● **Written problem**:
Please render the items below as a numbered list, leaving out any blank lines.

--- Begin The records ---

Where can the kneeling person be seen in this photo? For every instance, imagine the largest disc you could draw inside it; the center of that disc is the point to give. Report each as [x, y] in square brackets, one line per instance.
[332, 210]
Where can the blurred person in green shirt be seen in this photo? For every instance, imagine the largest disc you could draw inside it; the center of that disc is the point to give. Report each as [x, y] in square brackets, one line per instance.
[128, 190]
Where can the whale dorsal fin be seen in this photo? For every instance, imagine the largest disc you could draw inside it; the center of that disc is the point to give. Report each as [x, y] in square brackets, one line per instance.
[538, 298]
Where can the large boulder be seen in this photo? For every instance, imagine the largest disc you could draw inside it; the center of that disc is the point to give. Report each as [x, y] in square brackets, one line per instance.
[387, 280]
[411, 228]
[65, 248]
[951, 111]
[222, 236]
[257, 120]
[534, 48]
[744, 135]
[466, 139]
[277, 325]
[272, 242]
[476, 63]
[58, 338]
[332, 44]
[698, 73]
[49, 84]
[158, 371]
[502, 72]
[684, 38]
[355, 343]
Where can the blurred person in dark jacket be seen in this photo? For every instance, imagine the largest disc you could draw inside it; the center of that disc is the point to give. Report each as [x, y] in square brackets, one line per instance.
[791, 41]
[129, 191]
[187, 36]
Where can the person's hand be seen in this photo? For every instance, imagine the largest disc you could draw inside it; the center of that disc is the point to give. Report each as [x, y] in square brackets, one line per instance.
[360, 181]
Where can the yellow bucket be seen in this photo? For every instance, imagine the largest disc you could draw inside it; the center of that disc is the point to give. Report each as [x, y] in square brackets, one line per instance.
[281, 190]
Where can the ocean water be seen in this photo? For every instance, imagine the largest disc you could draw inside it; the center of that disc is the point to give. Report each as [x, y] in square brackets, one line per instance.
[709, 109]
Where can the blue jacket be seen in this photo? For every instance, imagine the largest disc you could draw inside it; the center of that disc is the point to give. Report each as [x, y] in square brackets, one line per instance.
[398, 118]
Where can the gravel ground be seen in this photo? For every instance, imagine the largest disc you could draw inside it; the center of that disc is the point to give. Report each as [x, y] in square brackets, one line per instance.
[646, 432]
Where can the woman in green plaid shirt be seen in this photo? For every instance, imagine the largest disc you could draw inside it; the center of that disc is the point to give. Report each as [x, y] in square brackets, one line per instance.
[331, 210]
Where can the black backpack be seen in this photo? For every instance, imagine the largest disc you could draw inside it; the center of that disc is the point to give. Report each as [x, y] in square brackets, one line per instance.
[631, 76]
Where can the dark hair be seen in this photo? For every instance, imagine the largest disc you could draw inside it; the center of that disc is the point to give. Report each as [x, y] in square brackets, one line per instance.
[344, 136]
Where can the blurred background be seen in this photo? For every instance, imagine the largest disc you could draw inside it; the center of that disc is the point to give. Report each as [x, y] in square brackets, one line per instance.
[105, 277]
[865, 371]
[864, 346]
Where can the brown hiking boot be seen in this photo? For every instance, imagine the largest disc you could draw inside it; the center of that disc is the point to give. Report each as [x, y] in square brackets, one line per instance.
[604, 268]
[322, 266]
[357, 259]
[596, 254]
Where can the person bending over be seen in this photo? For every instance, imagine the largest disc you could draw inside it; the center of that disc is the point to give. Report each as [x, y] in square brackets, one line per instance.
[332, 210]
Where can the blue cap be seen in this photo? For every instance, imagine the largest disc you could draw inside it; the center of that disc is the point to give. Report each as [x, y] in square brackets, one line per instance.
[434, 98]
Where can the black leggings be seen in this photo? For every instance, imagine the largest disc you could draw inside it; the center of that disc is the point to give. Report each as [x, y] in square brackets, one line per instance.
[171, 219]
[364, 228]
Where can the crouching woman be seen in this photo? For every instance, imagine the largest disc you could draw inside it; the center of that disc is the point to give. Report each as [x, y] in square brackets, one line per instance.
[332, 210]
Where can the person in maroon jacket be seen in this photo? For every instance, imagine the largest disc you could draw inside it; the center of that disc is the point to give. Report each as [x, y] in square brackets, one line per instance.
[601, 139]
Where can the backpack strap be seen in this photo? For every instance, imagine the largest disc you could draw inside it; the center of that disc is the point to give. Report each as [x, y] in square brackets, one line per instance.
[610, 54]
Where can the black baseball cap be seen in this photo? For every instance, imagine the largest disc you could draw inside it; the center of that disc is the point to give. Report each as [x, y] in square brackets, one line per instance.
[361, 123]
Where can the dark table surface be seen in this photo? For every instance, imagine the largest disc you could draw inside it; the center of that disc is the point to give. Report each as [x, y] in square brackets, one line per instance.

--- End The records ---

● **Response below**:
1. Where can the kneeling person be seen in this photo? For every instance, imagine the largest disc you could draw inside it; the center of that disc is the point to give. Report each as [x, y] in square brackets, one line per instance.
2. [332, 210]
3. Where can the blurred person in green shirt be seen in this photo? For every instance, imagine the largest disc you could draw inside it; the center of that disc is the point to give. Report each as [x, y] in square brackets, one line per instance.
4. [128, 190]
5. Where can the whale dorsal fin be seen in this photo? For every instance, imagine the largest disc you could draw inside it; the center of that disc is the point to give. Report each as [x, y] in square brackets, one line per instance.
6. [538, 298]
7. Where can the large boulder be seen in this photo? For every instance, imagine the largest disc you could draw inside it; the center of that disc is the point to give. Report each as [x, y] in square brackets, one line per instance.
8. [387, 280]
9. [411, 228]
10. [65, 248]
11. [951, 111]
12. [222, 236]
13. [257, 120]
14. [534, 48]
15. [744, 135]
16. [466, 139]
17. [277, 325]
18. [272, 242]
19. [476, 63]
20. [58, 338]
21. [332, 44]
22. [698, 73]
23. [49, 84]
24. [158, 371]
25. [502, 72]
26. [684, 38]
27. [355, 343]
28. Where can the blurred person in dark jacket be seen in this photo? For every instance, imagine the largest disc you could draw inside it; the center of that disc is the point to give. Report each as [x, y] in square brackets, one line per instance.
29. [791, 41]
30. [129, 191]
31. [187, 36]
32. Where can the person's hand be seen in this photo? For every instance, imagine the largest disc you could draw inside it; the center of that disc is the point to give. Report each as [x, y] in square brackets, one line per instance.
33. [360, 181]
34. Where can the yellow bucket be seen in this photo? For every instance, imagine the largest disc you could draw inside it; the center of that disc is the point to give. Report each as [x, y] in square brackets, one line per instance.
35. [281, 190]
36. Where can the ocean water be seen in this photo? For every instance, imagine the largest disc you could draw inside it; the center of that disc is the point to give. Report each as [x, y] in square brackets, one line per instance.
37. [709, 109]
38. Where can the blue jacket be seen in this photo? For every instance, imagine the largest disc you could draw inside it; the center of that disc is the point to give. Report each as [x, y] in square brackets, one line per instance.
39. [398, 118]
40. Where can the gravel ground be seen in this photo? For every instance, imagine the largest disc you could draw inside it; the center of that disc is the point to give. Report each as [x, y] in square brackets, one line per instance.
41. [646, 432]
42. Where can the woman in green plaid shirt be seen in this photo? For every instance, imagine the largest disc you could draw inside it; the center of that disc is the point to give. Report each as [x, y] in square brackets, one line per instance.
43. [331, 210]
44. Where can the black backpack be seen in this photo? For every instance, imagine the largest disc you could draw inside it; the center of that disc is the point to give. Report each as [x, y] in square brackets, one line per instance.
45. [631, 76]
46. Where can the dark hair be seen in this photo? For every instance, imagine the largest disc you could draw inside it; the center of that disc is the point to give. Report each as [x, y] in square brackets, one line per instance.
47. [344, 136]
48. Where can the blurred background be seen in this photo? For every instance, imagine the largest disc you could draw inside it; the center of that disc is the point to give. Report each as [x, y] in square brackets, one line per instance.
49. [105, 277]
50. [865, 371]
51. [864, 346]
52. Where can the brown hiking boot be seen in this photo? For every instance, imagine the largest disc you could draw inside it; the center of that disc is the point to give. Report each as [x, y] in square brackets, one line per instance.
53. [604, 268]
54. [322, 266]
55. [357, 259]
56. [596, 254]
57. Where can the person bending over be seen in this photo? For every instance, imagine the largest disc you could draw inside it; the center of that disc is the point to give. Report each as [x, y] in square brackets, one line per instance.
58. [332, 210]
59. Where can the blue cap be seen in this photo? For every instance, imagine the largest disc you could draw inside it; the center of that disc is the point to give. Report each as [x, y] in square brackets, one line per instance.
60. [434, 98]
61. Where can the black leggings be seen in this photo? For every instance, imagine the largest disc you could draw inside it; the center of that disc is the point to give. Report each as [x, y] in square brackets, one line per instance.
62. [171, 219]
63. [364, 228]
64. Where can the crouching woman be seen in this photo? For every instance, imagine the largest disc you could draw inside it; the center of that disc is the point to give. Report each as [x, y] in square brackets, one line per instance.
65. [332, 210]
66. Where can the person in maroon jacket be seen in this photo? For every instance, imagine the largest disc you could draw inside it; the center of that disc is the point to give. Report each as [x, y] in square brackets, one line per instance.
67. [601, 139]
68. Where can the backpack strap be seen in this photo? For every instance, imagine the largest disc you could draw inside it; the center of that disc is the point to give. Report each as [x, y] in square brackets, one line per instance.
69. [610, 54]
70. Where can the black baseball cap be seen in this photo? For every instance, imagine the largest disc you could draw inside it; the center of that disc is the point to give. Report each as [x, y] in square brackets, one line per instance.
71. [361, 123]
72. Where can the dark table surface be seen in this photo? For every instance, imagine the largest disc you could draw inside it; the center of that disc is the point to give. Report each as [x, y] in square brackets, one line per instance.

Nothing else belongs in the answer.